=== WHAT IS NEEDED ===
With the images removed, reproduce each entry below word for word.

=== DATA FOR THE TASK ===
--
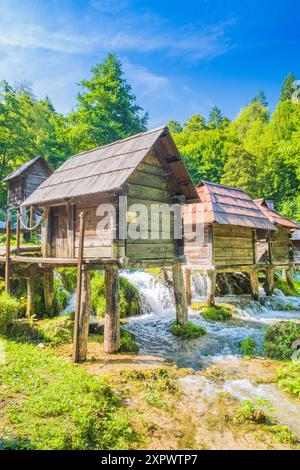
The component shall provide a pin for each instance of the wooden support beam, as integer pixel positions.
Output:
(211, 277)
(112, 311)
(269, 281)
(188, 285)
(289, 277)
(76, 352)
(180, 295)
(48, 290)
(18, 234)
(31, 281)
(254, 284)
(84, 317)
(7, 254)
--
=== OUTPUT BELOW ===
The component shall provide a pin for each instance of the wooden support beam, as integer pixel positions.
Output:
(211, 277)
(112, 311)
(269, 281)
(188, 285)
(289, 277)
(76, 352)
(180, 295)
(48, 290)
(18, 234)
(31, 281)
(254, 284)
(84, 317)
(7, 254)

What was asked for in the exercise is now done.